What the task requires
Please give an exact copy of every line from the one holding "point_to(query) identifies every instance of the cabinet door" through the final line of the records below.

Record set
——————————

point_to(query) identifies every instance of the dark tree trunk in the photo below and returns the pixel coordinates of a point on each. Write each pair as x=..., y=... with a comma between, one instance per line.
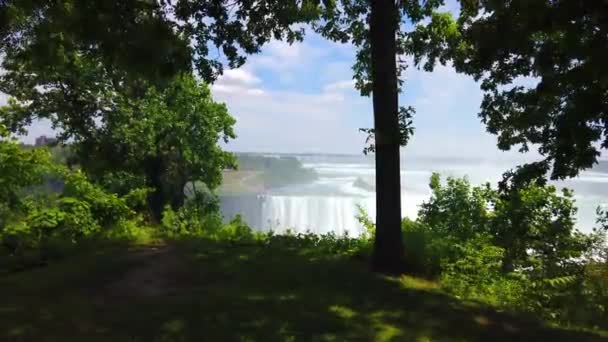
x=177, y=195
x=156, y=199
x=388, y=246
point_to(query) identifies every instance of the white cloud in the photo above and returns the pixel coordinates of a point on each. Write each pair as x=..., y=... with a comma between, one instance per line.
x=238, y=81
x=340, y=86
x=238, y=77
x=3, y=99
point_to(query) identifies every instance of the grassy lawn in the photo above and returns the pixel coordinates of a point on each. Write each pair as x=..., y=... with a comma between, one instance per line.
x=201, y=290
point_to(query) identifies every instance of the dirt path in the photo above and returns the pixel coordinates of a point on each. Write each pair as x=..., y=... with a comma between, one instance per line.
x=160, y=273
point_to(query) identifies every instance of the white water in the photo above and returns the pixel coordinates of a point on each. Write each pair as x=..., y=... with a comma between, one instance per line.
x=330, y=203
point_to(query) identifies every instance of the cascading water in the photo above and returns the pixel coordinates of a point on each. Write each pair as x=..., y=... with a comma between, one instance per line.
x=330, y=203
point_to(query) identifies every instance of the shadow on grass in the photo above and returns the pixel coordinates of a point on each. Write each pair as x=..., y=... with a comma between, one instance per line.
x=217, y=291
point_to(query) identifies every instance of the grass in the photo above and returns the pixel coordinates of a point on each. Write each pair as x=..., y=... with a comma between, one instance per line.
x=219, y=291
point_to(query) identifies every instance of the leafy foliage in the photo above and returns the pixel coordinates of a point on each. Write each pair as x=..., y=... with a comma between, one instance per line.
x=544, y=83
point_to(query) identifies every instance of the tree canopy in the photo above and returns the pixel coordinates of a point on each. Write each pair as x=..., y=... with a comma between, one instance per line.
x=542, y=68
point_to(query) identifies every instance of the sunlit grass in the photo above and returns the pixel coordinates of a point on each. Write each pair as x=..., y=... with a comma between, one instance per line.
x=204, y=290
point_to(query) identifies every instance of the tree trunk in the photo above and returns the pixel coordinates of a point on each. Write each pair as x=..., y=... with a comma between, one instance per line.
x=388, y=246
x=156, y=199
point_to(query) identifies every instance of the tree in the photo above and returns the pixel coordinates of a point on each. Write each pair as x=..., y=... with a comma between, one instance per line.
x=160, y=140
x=560, y=47
x=378, y=29
x=166, y=139
x=19, y=168
x=89, y=68
x=150, y=39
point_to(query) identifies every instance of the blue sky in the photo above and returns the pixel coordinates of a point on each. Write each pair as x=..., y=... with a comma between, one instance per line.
x=300, y=98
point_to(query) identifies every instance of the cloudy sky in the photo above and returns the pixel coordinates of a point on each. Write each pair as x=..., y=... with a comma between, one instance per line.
x=300, y=98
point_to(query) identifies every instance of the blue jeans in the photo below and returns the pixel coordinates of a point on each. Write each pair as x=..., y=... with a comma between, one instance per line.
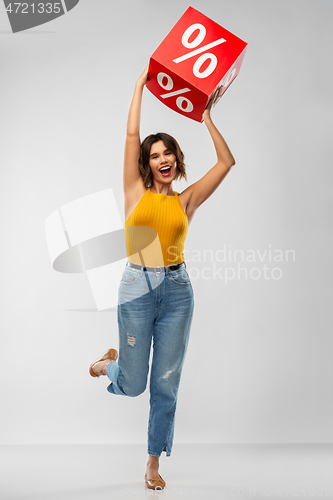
x=156, y=306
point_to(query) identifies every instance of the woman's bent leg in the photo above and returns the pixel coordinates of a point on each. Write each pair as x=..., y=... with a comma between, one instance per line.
x=135, y=323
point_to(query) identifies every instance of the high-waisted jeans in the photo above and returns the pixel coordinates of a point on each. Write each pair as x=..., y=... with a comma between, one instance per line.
x=158, y=306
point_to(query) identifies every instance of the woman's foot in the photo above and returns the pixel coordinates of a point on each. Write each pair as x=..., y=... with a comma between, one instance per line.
x=152, y=477
x=98, y=368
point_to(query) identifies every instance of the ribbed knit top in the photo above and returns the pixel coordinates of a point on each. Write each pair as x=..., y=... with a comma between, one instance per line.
x=156, y=230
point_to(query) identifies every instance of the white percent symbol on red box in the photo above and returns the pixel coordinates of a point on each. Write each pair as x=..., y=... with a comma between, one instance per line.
x=204, y=57
x=169, y=86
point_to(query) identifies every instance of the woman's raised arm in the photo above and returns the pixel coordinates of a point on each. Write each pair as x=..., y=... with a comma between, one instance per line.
x=201, y=190
x=132, y=145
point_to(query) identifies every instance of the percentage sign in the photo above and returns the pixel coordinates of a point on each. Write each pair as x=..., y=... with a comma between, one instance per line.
x=202, y=59
x=169, y=86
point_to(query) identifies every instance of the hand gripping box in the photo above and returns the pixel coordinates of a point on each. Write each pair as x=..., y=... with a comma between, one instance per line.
x=196, y=62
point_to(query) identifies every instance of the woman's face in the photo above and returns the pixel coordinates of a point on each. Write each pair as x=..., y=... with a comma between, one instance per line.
x=162, y=163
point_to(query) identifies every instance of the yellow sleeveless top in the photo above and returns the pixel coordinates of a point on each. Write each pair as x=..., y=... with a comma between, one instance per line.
x=156, y=230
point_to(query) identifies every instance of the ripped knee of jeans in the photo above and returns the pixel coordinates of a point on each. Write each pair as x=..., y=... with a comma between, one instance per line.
x=167, y=375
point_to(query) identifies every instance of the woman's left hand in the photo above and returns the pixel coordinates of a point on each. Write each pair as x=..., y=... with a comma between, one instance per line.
x=206, y=114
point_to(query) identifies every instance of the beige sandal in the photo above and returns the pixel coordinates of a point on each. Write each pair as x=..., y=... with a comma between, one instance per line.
x=112, y=355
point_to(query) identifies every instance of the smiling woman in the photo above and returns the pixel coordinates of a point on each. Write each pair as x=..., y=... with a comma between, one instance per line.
x=155, y=296
x=157, y=152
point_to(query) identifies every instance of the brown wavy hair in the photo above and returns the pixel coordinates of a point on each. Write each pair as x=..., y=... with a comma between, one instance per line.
x=171, y=144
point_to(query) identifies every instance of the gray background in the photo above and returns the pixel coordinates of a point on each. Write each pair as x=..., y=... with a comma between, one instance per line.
x=258, y=368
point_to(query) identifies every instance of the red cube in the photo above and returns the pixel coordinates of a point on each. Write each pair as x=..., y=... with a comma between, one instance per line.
x=196, y=62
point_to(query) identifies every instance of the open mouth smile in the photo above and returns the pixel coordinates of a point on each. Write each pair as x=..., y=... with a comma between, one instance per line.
x=165, y=171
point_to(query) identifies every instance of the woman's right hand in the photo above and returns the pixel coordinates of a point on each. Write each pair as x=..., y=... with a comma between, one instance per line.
x=144, y=77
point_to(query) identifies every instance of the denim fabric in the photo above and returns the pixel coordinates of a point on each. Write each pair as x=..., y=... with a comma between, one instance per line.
x=158, y=306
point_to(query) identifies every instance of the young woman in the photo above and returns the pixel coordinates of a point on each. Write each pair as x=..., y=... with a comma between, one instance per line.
x=155, y=296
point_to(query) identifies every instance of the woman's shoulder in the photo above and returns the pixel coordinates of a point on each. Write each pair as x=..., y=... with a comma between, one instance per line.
x=133, y=196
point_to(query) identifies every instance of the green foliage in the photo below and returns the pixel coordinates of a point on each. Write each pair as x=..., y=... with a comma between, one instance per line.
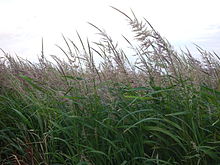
x=85, y=115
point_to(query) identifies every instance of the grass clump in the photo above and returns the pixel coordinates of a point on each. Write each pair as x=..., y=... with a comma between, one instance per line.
x=163, y=109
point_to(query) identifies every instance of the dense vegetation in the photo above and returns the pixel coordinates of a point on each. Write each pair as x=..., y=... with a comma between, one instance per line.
x=163, y=109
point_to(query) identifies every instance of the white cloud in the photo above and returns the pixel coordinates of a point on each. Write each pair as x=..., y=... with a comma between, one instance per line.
x=24, y=22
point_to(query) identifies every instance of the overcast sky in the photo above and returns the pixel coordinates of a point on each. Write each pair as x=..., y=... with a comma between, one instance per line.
x=25, y=22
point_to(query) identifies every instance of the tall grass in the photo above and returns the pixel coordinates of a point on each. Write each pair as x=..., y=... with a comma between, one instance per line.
x=164, y=109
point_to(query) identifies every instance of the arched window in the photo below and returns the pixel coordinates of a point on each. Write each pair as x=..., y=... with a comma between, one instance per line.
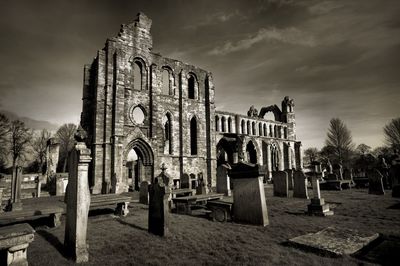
x=191, y=87
x=166, y=82
x=167, y=134
x=193, y=136
x=137, y=75
x=137, y=115
x=223, y=124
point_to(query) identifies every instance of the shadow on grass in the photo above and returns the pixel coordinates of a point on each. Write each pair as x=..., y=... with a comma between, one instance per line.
x=54, y=241
x=131, y=225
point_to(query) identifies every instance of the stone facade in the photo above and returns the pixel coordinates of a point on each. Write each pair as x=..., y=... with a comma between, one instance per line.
x=142, y=110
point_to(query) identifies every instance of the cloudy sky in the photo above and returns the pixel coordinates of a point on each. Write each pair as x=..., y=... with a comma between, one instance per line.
x=335, y=58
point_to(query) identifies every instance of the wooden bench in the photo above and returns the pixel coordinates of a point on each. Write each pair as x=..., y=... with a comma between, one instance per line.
x=103, y=200
x=182, y=192
x=221, y=210
x=184, y=204
x=32, y=212
x=14, y=242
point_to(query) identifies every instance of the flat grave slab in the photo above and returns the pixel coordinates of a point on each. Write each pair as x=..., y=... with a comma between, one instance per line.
x=334, y=241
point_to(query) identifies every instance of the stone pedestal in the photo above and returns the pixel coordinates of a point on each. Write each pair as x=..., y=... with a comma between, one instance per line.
x=281, y=186
x=158, y=209
x=375, y=180
x=249, y=204
x=318, y=206
x=15, y=203
x=300, y=185
x=223, y=180
x=14, y=242
x=144, y=193
x=78, y=202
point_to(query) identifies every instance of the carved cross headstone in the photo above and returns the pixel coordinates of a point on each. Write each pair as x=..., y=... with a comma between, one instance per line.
x=78, y=202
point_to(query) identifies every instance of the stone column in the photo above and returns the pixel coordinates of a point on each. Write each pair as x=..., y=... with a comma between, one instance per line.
x=78, y=202
x=15, y=201
x=269, y=161
x=281, y=158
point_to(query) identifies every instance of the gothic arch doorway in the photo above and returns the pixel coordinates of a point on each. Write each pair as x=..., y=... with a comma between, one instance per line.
x=139, y=163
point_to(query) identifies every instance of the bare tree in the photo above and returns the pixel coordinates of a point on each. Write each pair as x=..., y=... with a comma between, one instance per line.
x=39, y=146
x=363, y=149
x=65, y=135
x=339, y=138
x=392, y=133
x=19, y=141
x=4, y=132
x=311, y=154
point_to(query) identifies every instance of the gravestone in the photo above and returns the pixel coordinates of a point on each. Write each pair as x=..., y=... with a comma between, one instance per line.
x=1, y=199
x=394, y=174
x=338, y=170
x=280, y=180
x=300, y=185
x=223, y=180
x=15, y=203
x=375, y=180
x=249, y=205
x=158, y=208
x=78, y=202
x=185, y=181
x=290, y=173
x=144, y=193
x=318, y=206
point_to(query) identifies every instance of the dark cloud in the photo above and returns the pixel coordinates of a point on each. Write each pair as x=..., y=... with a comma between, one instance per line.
x=335, y=58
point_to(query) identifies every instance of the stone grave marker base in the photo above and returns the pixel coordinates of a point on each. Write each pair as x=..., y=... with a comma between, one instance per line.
x=334, y=241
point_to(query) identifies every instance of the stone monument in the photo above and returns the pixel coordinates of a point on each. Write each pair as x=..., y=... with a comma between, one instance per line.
x=318, y=206
x=144, y=192
x=78, y=202
x=158, y=205
x=15, y=203
x=223, y=180
x=281, y=186
x=249, y=205
x=375, y=180
x=300, y=185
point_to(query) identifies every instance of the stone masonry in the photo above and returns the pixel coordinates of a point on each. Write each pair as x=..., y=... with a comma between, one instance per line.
x=162, y=109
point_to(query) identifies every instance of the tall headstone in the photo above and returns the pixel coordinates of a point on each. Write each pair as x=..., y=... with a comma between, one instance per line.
x=248, y=194
x=15, y=201
x=281, y=186
x=290, y=173
x=375, y=180
x=394, y=175
x=78, y=202
x=144, y=192
x=317, y=206
x=300, y=185
x=159, y=193
x=223, y=180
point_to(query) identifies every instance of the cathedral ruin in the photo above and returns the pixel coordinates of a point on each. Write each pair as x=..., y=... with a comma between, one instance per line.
x=142, y=110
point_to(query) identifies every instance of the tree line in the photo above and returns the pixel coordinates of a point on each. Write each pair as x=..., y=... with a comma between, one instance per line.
x=339, y=146
x=22, y=146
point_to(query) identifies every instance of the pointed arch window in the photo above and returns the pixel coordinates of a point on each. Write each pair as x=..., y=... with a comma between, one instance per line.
x=193, y=136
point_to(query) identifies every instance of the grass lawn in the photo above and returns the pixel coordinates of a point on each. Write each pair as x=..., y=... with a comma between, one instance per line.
x=195, y=240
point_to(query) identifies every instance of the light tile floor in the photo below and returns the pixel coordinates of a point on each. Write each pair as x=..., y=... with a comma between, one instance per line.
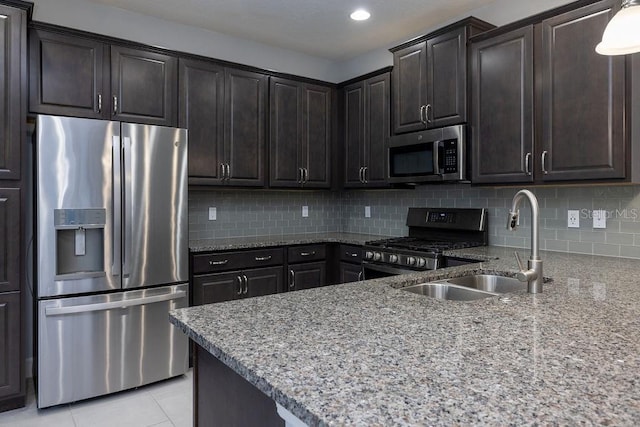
x=164, y=404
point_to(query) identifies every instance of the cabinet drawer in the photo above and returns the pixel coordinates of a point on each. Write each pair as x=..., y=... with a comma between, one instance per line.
x=350, y=253
x=224, y=261
x=306, y=253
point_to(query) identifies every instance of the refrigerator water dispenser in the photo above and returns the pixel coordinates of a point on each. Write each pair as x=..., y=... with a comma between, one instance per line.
x=79, y=243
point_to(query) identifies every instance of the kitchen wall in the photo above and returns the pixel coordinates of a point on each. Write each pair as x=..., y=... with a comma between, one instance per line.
x=262, y=213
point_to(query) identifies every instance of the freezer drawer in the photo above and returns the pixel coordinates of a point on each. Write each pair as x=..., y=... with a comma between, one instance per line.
x=94, y=345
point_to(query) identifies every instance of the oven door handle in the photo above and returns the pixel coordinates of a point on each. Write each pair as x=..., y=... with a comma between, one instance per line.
x=384, y=269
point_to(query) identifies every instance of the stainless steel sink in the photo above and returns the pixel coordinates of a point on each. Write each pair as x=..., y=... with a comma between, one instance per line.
x=490, y=283
x=468, y=288
x=448, y=291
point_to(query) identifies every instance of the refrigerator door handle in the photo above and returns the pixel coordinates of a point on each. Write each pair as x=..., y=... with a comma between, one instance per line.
x=127, y=203
x=116, y=252
x=86, y=308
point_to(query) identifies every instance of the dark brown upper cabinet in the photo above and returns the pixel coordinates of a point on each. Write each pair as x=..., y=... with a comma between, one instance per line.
x=66, y=75
x=430, y=78
x=577, y=130
x=143, y=86
x=502, y=108
x=224, y=110
x=366, y=132
x=245, y=127
x=582, y=98
x=201, y=111
x=300, y=140
x=71, y=75
x=12, y=84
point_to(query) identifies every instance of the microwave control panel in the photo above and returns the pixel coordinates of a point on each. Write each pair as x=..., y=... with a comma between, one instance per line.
x=450, y=161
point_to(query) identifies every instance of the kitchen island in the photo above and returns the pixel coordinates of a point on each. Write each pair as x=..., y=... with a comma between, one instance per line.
x=367, y=353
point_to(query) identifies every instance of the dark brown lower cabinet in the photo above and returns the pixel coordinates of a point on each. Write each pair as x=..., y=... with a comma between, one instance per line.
x=221, y=397
x=308, y=275
x=11, y=375
x=219, y=287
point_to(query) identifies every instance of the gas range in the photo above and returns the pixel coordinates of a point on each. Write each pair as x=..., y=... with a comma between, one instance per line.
x=431, y=232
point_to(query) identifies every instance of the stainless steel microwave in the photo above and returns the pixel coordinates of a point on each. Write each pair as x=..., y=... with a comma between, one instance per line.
x=434, y=155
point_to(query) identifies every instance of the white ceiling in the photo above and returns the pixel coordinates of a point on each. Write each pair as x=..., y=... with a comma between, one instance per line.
x=321, y=28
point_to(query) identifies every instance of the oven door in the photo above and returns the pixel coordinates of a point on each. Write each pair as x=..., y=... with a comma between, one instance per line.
x=372, y=270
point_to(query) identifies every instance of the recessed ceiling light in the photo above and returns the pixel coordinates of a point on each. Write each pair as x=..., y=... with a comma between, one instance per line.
x=360, y=15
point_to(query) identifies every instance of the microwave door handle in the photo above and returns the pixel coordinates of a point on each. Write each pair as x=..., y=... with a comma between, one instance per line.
x=436, y=158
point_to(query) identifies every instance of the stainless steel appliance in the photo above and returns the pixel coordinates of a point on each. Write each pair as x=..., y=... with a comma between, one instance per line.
x=112, y=256
x=434, y=155
x=431, y=232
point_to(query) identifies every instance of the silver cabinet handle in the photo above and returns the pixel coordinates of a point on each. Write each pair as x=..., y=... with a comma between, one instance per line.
x=239, y=285
x=544, y=162
x=423, y=115
x=85, y=308
x=292, y=279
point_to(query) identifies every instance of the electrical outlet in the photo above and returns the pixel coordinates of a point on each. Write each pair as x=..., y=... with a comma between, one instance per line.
x=573, y=218
x=599, y=219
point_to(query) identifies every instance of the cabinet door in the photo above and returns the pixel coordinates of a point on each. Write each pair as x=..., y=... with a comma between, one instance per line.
x=353, y=134
x=9, y=239
x=502, y=108
x=264, y=281
x=244, y=131
x=582, y=98
x=67, y=76
x=11, y=382
x=446, y=78
x=219, y=287
x=316, y=136
x=350, y=272
x=201, y=112
x=376, y=134
x=13, y=81
x=143, y=86
x=409, y=87
x=308, y=275
x=285, y=143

——————————

Exercise solution
point_to(query) identifies every instance of the cabinet door in the photo above and returns the pixel coordinates of a point on each. Write each pair as x=..., y=... with a comma between, one instance per line.
x=353, y=134
x=9, y=239
x=502, y=108
x=264, y=281
x=244, y=131
x=582, y=98
x=67, y=76
x=11, y=382
x=446, y=78
x=219, y=287
x=316, y=136
x=350, y=272
x=201, y=112
x=376, y=134
x=13, y=81
x=143, y=86
x=409, y=87
x=308, y=275
x=285, y=143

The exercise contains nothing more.